--- Input material Enclosed Below ---

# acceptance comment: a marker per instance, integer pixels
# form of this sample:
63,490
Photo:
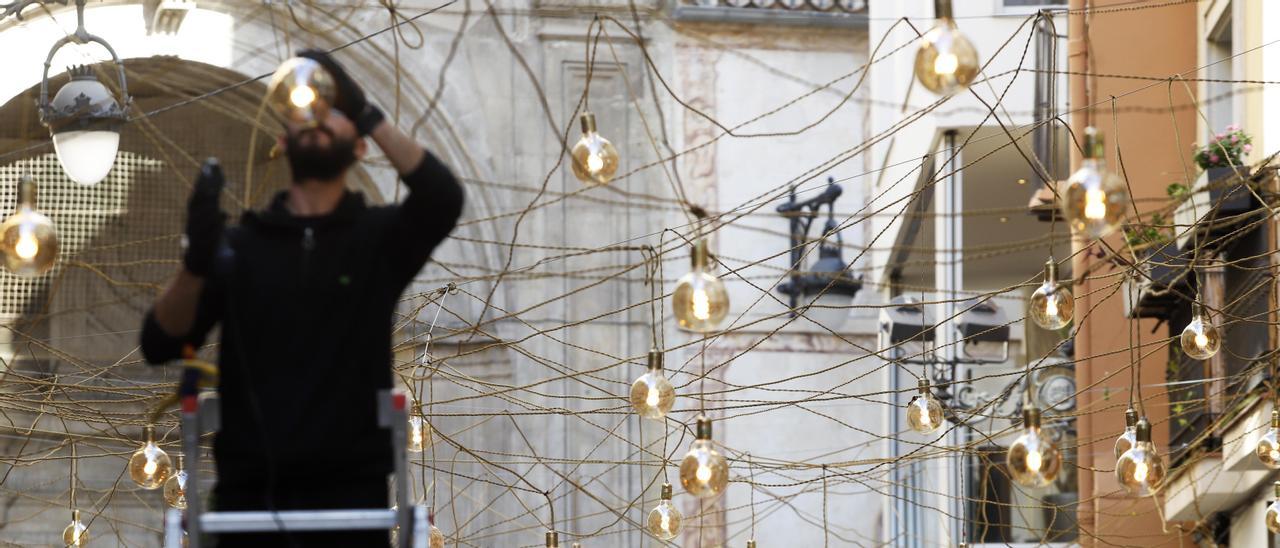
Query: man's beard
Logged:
324,163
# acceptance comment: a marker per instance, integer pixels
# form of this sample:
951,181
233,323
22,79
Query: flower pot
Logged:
1216,195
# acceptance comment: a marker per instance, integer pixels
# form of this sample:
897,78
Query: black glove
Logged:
351,99
205,220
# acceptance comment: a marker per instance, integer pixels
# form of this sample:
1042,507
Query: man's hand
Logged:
351,99
205,220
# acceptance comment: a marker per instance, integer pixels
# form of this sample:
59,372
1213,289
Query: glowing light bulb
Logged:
1141,470
150,465
1201,338
27,245
1272,516
1095,199
703,471
700,301
1128,438
924,411
301,91
664,520
1032,459
594,159
702,305
1052,305
76,533
419,430
302,96
1269,447
946,60
1095,204
176,488
652,394
946,64
28,238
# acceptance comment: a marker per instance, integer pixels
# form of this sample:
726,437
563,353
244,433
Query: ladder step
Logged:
297,520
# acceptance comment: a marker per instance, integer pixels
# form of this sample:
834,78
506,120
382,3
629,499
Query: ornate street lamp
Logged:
827,287
85,118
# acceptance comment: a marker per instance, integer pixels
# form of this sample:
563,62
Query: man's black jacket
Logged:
305,306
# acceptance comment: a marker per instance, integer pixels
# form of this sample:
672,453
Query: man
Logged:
305,292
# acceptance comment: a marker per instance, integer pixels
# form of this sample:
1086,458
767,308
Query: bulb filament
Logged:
1033,461
27,246
1095,204
1139,471
302,96
702,305
946,64
704,474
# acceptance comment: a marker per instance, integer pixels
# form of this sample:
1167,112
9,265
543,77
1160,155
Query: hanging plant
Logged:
1225,149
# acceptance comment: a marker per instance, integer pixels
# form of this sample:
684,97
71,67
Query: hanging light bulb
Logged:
76,534
1201,338
419,430
595,160
664,519
1129,437
1141,470
301,92
924,411
1274,512
946,60
1269,447
1033,460
176,488
1052,304
28,238
652,394
150,465
703,471
1095,199
700,301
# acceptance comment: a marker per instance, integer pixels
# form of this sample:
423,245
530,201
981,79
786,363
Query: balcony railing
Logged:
828,13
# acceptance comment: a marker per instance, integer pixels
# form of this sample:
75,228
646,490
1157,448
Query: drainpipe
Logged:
1078,94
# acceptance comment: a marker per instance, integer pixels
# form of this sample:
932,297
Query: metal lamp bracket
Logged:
48,115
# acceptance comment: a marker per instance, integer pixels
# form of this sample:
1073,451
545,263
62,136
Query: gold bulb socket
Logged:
654,360
704,428
27,192
699,256
1031,416
942,9
1142,430
1095,146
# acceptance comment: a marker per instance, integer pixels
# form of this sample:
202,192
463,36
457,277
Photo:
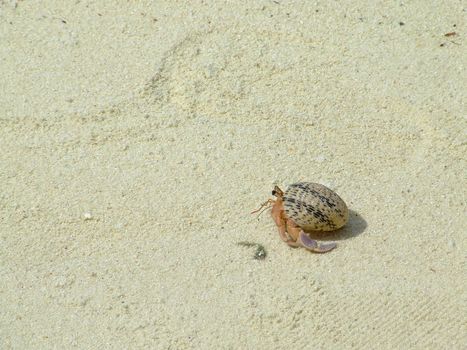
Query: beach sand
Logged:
137,138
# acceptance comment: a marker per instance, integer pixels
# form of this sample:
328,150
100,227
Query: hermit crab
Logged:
304,207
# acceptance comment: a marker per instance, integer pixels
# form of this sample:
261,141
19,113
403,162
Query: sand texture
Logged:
136,137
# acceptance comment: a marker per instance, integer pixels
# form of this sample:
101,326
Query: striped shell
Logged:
315,207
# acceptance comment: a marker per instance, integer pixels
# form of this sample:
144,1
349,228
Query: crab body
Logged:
304,207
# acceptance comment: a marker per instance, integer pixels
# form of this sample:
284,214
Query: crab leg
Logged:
305,241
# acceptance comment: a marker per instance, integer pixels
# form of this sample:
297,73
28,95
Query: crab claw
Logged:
305,241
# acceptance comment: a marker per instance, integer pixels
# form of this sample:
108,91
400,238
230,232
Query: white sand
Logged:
136,139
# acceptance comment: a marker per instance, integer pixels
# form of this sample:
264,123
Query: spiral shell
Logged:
315,207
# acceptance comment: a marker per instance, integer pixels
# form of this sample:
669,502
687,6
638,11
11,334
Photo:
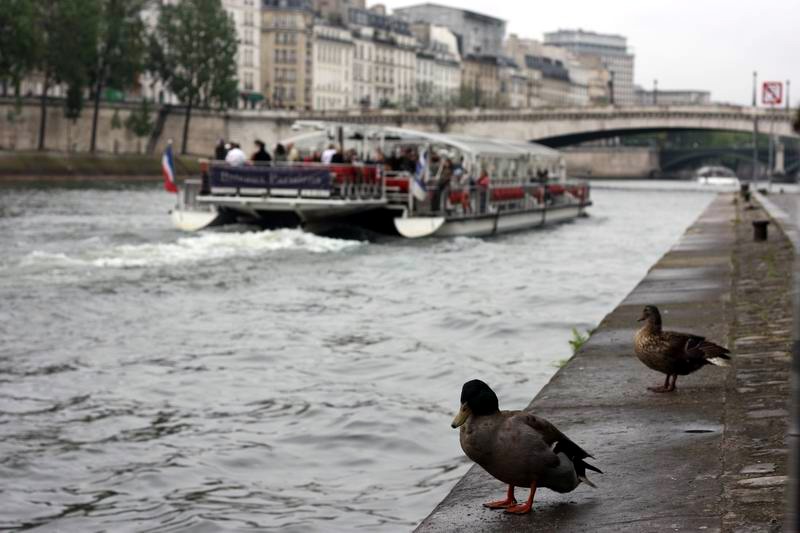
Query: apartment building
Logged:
478,34
385,59
287,53
612,50
332,69
438,75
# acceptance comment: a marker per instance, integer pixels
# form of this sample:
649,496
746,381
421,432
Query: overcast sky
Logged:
713,45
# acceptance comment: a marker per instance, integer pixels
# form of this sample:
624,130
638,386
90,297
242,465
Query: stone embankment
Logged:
713,455
54,166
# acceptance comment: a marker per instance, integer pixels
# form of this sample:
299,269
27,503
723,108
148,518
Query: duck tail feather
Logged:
581,466
591,467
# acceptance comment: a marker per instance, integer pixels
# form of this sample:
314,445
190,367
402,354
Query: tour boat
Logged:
717,176
399,181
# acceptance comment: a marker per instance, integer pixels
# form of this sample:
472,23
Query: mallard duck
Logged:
674,354
517,447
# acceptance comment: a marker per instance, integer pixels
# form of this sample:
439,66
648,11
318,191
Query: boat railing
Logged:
470,199
307,180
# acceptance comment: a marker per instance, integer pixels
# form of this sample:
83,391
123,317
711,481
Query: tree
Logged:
67,31
18,43
119,51
193,51
140,123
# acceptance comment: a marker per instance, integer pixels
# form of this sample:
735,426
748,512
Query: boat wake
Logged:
211,246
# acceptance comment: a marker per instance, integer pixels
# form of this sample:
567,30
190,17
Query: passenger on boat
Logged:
280,153
235,156
483,190
443,185
294,153
352,157
220,151
261,154
327,155
465,184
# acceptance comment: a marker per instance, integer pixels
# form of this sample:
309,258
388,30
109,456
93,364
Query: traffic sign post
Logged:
772,93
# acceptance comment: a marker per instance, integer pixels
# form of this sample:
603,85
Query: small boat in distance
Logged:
717,176
393,180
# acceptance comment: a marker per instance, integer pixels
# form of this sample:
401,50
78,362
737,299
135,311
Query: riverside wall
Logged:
713,456
19,132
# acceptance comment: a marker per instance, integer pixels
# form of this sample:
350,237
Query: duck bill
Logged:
462,416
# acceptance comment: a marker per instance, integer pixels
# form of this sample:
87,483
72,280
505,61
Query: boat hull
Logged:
486,225
196,220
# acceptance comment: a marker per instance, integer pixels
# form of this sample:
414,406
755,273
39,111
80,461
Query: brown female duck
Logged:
674,354
517,447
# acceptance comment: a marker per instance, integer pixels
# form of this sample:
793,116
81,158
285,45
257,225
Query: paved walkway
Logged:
712,456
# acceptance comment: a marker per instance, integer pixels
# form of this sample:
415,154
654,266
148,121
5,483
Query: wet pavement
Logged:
710,457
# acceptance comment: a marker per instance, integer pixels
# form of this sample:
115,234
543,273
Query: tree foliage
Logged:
18,40
119,51
140,121
67,31
193,51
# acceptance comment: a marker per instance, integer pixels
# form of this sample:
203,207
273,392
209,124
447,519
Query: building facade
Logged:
612,51
438,69
385,61
332,71
480,81
287,53
477,34
246,15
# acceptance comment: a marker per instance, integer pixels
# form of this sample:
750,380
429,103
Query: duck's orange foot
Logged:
522,508
501,504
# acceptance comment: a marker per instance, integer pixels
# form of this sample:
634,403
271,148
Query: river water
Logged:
153,381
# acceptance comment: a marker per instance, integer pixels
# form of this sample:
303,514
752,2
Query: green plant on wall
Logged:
116,122
140,122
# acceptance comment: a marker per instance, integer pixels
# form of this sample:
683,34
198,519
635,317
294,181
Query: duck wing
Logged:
559,442
694,347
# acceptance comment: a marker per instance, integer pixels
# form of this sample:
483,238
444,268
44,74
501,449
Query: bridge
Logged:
558,127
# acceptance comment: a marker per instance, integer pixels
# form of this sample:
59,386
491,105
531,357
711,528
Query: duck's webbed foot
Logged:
510,501
524,507
667,386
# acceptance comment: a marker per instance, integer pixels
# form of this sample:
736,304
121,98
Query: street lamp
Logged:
754,176
655,92
611,88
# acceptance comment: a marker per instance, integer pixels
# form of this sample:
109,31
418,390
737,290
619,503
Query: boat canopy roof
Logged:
467,144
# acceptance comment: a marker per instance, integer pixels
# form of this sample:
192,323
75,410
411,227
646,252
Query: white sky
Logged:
686,44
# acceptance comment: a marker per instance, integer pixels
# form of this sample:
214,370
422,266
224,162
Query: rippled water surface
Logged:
151,380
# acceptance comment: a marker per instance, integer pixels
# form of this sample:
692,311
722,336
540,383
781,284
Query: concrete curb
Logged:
664,456
790,225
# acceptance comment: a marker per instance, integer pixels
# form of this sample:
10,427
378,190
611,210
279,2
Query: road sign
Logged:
772,93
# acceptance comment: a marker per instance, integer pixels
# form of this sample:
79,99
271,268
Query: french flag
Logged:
168,170
418,188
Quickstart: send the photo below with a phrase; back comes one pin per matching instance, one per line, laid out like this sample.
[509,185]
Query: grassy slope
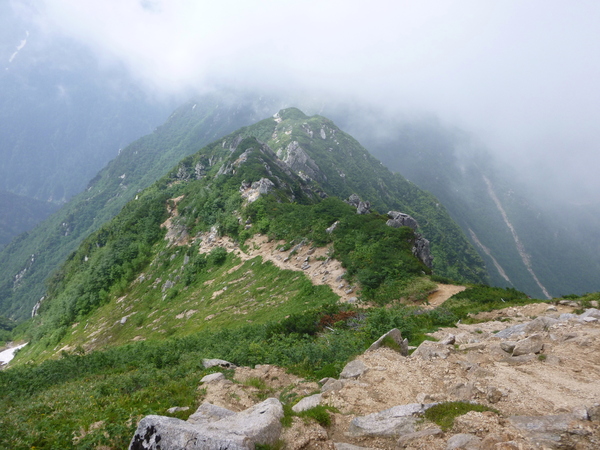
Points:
[138,166]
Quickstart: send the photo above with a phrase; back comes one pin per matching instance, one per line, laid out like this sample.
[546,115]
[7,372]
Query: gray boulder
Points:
[544,430]
[463,441]
[408,438]
[591,312]
[218,376]
[509,332]
[332,385]
[353,369]
[395,421]
[208,363]
[361,207]
[396,336]
[429,350]
[508,346]
[398,219]
[539,324]
[344,446]
[422,250]
[207,413]
[533,344]
[307,403]
[260,424]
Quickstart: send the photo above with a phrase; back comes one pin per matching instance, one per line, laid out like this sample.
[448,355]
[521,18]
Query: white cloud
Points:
[521,74]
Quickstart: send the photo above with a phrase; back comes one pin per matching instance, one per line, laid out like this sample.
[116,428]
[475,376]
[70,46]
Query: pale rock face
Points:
[213,428]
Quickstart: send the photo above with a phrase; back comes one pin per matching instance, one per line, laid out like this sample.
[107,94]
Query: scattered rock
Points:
[207,413]
[508,346]
[307,403]
[208,363]
[218,376]
[344,446]
[332,385]
[429,350]
[493,394]
[353,369]
[408,438]
[463,441]
[396,336]
[260,424]
[449,340]
[395,421]
[398,219]
[332,228]
[532,344]
[303,435]
[543,429]
[175,409]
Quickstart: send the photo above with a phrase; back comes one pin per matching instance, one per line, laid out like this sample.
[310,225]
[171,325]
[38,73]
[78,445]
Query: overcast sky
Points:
[521,75]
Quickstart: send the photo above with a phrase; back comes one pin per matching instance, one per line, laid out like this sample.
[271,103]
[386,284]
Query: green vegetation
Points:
[319,414]
[105,393]
[443,414]
[136,307]
[485,298]
[19,214]
[40,252]
[360,242]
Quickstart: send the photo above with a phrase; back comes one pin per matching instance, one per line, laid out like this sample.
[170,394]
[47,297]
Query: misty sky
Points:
[521,75]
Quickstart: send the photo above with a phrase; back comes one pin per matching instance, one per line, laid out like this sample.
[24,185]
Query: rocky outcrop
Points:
[361,207]
[422,250]
[392,339]
[298,160]
[395,421]
[212,428]
[380,398]
[252,191]
[398,219]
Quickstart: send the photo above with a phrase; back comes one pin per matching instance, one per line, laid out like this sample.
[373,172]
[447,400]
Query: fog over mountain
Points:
[521,76]
[463,98]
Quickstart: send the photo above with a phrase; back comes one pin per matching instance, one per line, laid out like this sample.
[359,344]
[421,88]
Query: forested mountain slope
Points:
[28,260]
[19,214]
[260,179]
[540,251]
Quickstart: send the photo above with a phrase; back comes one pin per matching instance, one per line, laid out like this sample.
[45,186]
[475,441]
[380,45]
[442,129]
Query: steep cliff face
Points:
[137,166]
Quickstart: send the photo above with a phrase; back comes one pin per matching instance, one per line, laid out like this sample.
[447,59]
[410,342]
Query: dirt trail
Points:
[313,261]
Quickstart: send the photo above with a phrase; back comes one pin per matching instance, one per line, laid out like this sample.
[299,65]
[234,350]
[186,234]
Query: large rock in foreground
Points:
[260,424]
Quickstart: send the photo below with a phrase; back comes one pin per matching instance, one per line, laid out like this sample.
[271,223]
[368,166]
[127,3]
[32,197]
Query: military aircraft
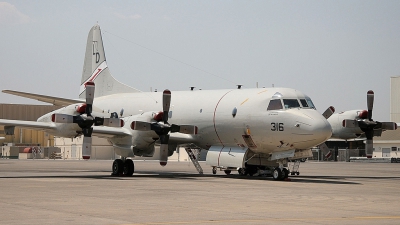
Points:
[359,124]
[245,129]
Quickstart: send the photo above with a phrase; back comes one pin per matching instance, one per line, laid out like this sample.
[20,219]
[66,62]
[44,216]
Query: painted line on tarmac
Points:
[270,219]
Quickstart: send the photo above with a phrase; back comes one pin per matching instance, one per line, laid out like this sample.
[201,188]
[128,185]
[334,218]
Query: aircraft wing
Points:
[44,98]
[28,124]
[107,132]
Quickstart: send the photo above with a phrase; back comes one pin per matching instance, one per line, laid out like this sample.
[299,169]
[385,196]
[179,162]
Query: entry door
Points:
[73,151]
[385,152]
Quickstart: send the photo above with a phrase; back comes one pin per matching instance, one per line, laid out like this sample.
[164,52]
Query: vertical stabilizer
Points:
[95,68]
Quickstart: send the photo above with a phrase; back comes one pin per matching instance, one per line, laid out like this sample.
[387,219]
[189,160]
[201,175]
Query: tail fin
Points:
[95,68]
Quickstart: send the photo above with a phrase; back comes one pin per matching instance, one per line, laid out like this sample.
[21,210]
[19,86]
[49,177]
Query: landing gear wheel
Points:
[129,167]
[277,174]
[214,170]
[242,171]
[251,170]
[285,173]
[118,167]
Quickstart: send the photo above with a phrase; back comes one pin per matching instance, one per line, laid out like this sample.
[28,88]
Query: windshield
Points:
[275,104]
[291,103]
[310,103]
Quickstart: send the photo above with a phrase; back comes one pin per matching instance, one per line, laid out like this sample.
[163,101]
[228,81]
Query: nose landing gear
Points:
[123,167]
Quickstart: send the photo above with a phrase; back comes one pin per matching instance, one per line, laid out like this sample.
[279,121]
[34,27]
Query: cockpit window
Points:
[304,103]
[310,103]
[291,103]
[275,104]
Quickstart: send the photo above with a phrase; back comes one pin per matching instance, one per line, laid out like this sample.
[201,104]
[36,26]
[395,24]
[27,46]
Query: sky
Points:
[333,51]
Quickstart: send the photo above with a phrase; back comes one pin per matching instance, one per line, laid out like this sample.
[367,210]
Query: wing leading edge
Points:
[45,98]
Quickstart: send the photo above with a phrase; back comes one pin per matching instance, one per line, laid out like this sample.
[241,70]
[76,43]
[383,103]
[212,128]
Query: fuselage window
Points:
[291,103]
[275,104]
[304,103]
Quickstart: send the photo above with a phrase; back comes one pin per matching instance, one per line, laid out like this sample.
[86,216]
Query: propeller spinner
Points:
[163,129]
[87,121]
[368,125]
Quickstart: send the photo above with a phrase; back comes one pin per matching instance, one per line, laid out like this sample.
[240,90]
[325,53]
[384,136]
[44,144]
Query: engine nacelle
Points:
[341,132]
[226,157]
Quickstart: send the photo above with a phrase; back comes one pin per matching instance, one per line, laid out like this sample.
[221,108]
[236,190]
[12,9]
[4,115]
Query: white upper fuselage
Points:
[229,117]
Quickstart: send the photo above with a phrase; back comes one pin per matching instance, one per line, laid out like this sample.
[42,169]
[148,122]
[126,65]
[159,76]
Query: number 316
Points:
[277,126]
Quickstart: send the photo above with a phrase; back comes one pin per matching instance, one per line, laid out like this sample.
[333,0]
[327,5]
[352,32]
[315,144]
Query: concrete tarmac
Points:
[83,192]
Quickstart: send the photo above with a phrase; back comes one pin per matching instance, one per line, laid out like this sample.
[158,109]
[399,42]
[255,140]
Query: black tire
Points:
[129,168]
[242,172]
[251,170]
[277,174]
[118,167]
[285,173]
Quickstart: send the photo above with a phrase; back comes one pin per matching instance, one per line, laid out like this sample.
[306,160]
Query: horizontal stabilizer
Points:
[45,98]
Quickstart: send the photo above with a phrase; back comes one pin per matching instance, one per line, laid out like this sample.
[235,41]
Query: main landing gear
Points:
[280,174]
[123,167]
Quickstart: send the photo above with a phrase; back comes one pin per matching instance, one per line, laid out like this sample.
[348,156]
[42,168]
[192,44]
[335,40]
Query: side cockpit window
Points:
[304,103]
[310,103]
[291,103]
[275,104]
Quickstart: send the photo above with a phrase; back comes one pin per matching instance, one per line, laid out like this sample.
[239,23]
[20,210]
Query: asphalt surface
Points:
[83,192]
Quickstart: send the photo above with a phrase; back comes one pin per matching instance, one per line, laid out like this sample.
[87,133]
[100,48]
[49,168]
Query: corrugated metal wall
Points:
[30,113]
[395,99]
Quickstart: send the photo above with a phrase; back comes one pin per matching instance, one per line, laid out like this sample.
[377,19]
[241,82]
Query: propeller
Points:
[368,125]
[328,112]
[86,121]
[163,128]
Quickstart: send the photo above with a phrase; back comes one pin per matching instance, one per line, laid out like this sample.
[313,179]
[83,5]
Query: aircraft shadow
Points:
[176,175]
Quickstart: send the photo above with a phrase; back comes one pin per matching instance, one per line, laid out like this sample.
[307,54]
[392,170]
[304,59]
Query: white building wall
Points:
[379,149]
[395,99]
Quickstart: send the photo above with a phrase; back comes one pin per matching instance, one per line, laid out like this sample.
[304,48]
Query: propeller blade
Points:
[62,118]
[86,147]
[89,97]
[369,148]
[113,122]
[370,103]
[188,129]
[389,126]
[163,154]
[350,123]
[166,104]
[328,112]
[139,125]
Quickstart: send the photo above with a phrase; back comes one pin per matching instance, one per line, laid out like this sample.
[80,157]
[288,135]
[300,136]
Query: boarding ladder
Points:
[194,159]
[295,168]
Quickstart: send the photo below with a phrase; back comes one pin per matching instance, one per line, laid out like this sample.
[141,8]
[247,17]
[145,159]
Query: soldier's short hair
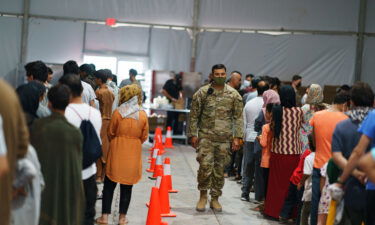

--- End of Enclosed Input material ---

• _Exercise details_
Pictures aside, write out verbatim every line from the first line of the material through the line holding "Query: black glove".

• _Your solution_
# acceptance comment: a marker per instance, integer pixels
# form of this sample:
63,490
Photo:
Query: man's beard
Logged:
324,163
# acceptance comment: a marker per instance, integer pixels
# form of this sample:
951,181
233,323
22,79
Query: flower pot
Logged:
1216,195
# acceptance comment: a marker per instance, integer pixels
# form of this sample:
897,78
Query: black glove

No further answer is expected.